__과제 목표__
아래 항목 중 "Practice problem: What is the bounding box of the hanging"라는 문구가 있는 줄에서 시작해 "[0,0,1024,587]"라는 문구가 있는 줄에서 끝나는 부분만, 두 줄을 모두 포함하여 질문과 함께 다시 적으십시오. 이때 답에 있는 경계 상자 좌표는 모두 2.25배로 조정해 정수로 반올림하되, 0.5는 올림 처리하십시오.
-*-*-
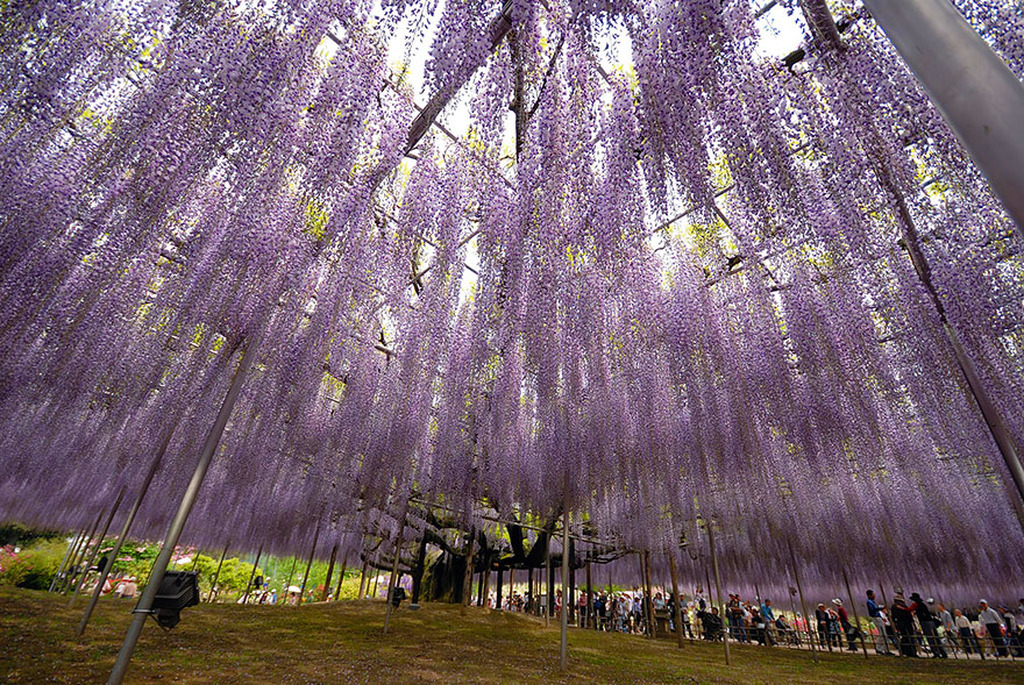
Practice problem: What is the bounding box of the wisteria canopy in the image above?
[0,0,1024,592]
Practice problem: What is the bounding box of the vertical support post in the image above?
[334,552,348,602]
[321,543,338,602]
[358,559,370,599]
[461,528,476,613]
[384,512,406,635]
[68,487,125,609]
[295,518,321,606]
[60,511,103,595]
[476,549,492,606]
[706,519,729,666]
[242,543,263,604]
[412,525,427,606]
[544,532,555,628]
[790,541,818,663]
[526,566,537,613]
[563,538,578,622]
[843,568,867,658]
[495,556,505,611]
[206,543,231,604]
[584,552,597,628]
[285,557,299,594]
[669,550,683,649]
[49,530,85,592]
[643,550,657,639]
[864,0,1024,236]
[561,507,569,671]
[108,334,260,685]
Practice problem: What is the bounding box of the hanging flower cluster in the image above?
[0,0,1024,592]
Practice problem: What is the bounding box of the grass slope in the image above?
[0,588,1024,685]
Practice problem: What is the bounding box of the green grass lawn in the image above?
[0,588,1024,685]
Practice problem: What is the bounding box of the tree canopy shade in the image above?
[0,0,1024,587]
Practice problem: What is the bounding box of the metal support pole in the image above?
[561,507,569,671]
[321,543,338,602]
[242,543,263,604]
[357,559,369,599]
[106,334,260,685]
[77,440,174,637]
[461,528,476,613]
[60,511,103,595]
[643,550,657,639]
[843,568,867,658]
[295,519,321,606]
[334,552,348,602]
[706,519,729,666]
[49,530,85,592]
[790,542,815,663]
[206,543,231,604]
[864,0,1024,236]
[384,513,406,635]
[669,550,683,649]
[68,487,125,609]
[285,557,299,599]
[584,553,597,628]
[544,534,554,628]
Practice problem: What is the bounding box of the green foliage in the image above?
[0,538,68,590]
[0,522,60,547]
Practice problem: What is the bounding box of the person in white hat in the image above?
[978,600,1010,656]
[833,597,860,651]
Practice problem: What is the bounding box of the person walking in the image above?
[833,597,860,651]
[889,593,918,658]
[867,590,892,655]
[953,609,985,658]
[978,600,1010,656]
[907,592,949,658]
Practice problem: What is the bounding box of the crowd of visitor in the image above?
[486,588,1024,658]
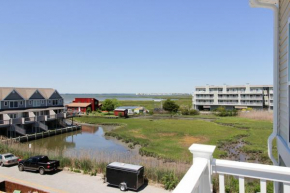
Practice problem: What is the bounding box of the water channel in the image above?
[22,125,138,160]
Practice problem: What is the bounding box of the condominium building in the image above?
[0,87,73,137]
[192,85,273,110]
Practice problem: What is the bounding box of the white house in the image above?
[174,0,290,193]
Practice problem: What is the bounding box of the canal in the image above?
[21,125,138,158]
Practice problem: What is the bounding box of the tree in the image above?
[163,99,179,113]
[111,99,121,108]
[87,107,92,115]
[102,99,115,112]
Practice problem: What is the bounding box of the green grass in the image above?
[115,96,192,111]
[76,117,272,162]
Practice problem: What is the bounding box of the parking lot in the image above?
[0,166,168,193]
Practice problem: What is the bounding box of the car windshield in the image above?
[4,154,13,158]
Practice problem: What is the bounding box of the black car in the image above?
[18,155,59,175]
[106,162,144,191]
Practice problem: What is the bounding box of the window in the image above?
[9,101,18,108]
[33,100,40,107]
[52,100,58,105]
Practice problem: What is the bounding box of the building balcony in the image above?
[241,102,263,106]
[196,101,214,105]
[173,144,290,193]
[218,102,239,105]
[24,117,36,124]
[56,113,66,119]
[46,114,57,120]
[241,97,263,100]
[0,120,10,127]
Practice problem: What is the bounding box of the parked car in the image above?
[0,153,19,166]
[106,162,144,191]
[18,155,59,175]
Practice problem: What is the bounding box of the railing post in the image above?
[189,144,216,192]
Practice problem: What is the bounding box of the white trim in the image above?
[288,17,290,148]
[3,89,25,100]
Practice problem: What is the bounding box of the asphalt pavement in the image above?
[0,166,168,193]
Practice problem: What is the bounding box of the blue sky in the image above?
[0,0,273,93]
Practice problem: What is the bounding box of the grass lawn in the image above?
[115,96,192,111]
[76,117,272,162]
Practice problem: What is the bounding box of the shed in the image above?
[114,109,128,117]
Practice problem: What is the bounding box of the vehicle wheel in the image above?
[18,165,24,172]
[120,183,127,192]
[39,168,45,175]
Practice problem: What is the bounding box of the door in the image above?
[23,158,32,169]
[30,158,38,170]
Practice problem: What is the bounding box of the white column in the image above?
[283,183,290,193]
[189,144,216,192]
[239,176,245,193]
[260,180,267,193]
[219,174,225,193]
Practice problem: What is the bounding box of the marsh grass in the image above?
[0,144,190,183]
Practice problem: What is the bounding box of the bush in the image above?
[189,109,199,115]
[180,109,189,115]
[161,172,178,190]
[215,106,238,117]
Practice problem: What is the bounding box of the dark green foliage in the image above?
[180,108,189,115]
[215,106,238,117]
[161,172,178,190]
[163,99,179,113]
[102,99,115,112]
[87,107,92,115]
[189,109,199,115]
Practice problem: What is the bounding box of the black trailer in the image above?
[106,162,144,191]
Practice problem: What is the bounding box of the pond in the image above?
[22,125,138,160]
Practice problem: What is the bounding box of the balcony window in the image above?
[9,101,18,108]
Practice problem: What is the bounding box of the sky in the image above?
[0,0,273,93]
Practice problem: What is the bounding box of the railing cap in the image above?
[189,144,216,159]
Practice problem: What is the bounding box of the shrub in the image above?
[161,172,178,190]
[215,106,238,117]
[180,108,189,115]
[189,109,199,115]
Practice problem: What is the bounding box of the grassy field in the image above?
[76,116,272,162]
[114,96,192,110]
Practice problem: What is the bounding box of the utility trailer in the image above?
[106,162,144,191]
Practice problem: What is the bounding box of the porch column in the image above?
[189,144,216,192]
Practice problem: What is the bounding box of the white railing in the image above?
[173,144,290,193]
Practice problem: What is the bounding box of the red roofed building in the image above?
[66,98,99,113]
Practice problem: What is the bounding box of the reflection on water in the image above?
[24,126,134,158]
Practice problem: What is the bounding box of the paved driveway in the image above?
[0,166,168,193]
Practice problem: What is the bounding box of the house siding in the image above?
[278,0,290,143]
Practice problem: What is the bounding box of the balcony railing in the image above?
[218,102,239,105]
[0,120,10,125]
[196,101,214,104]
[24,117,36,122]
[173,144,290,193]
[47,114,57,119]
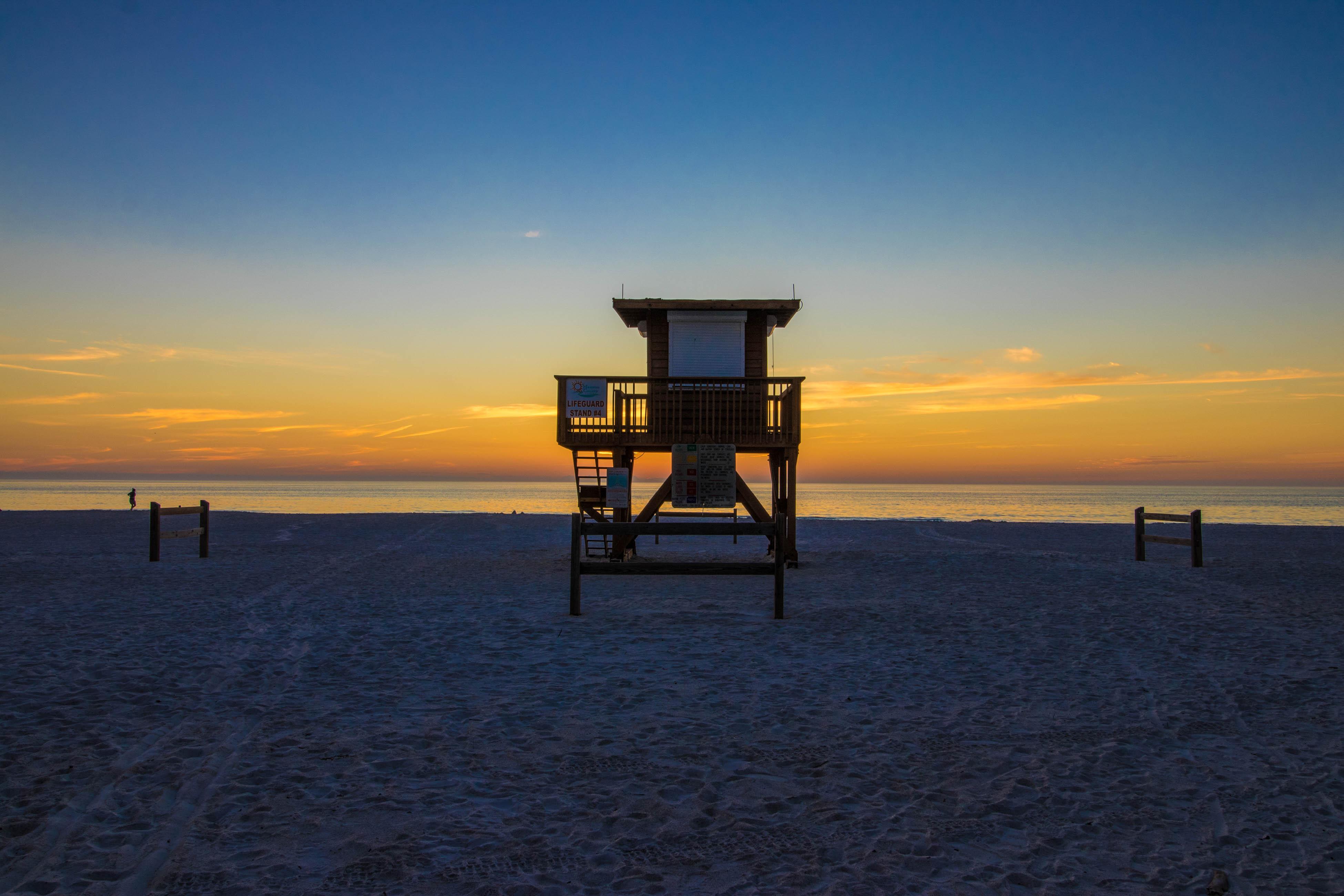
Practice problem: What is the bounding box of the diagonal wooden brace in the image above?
-*-*-
__과제 결과__
Practice problem: What is the bounding box of the hanging flower cluster in the image above?
[0,0,2304,1332]
Practice problem: What is the bounding box of the grass slope in the image above?
[0,1323,2304,1541]
Practice problem: What is the bounding box of the green grass lawn in the image above?
[0,1323,2304,1541]
Practice problem: What is the bounding box of the tree canopy shade in the image above?
[0,0,2304,1321]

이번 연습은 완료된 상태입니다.